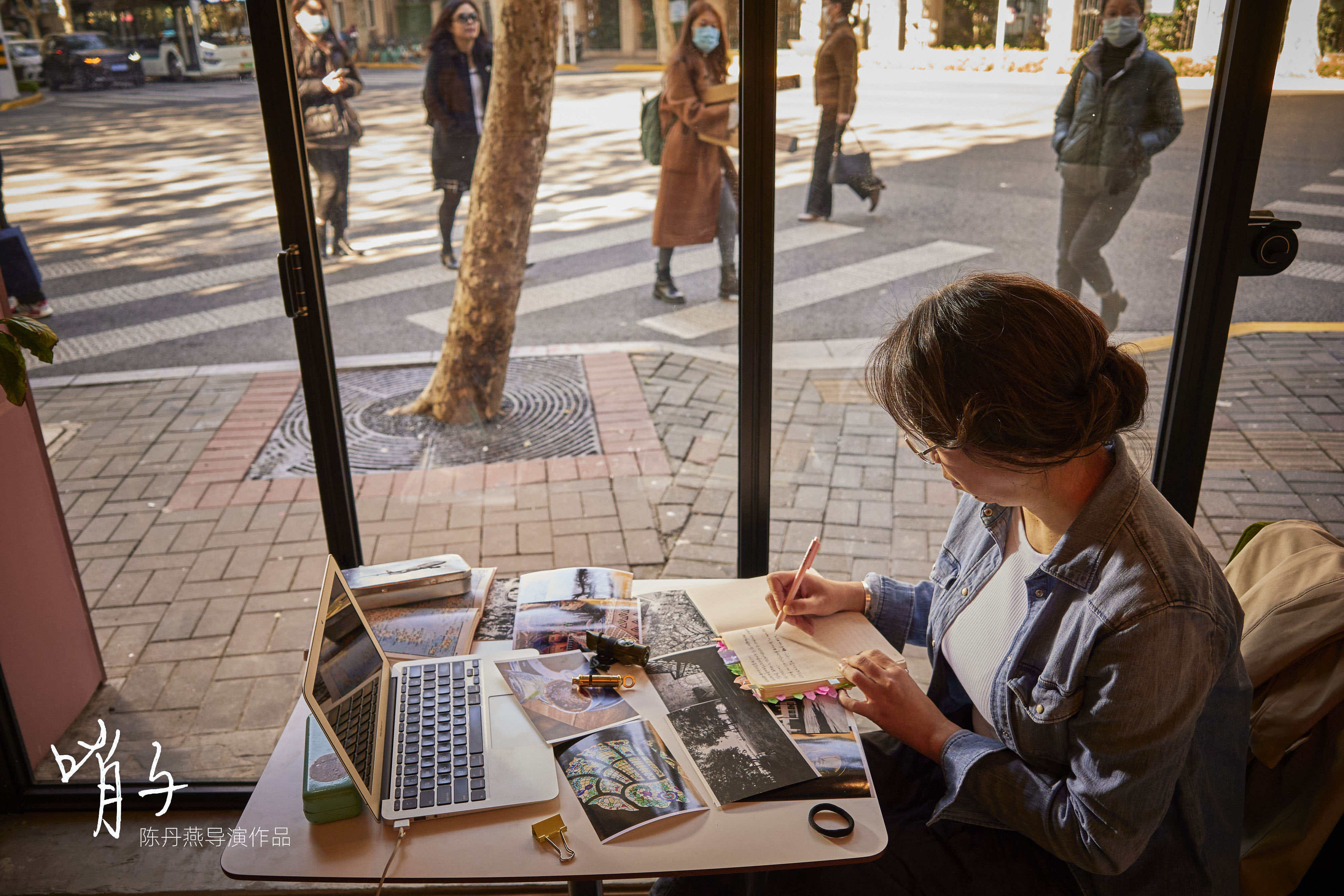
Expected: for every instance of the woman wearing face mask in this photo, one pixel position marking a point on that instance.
(1120, 109)
(458, 86)
(698, 183)
(1087, 725)
(837, 80)
(327, 81)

----

- _What is expected_
Where an entry contains an image, drop the image and copy everything else word for word.

- _Output of the task_
Expected: for every instance of the woman wearing face mask in this photo, one pixel position marking a point on that instance.
(1120, 109)
(458, 86)
(698, 183)
(1087, 725)
(837, 80)
(327, 81)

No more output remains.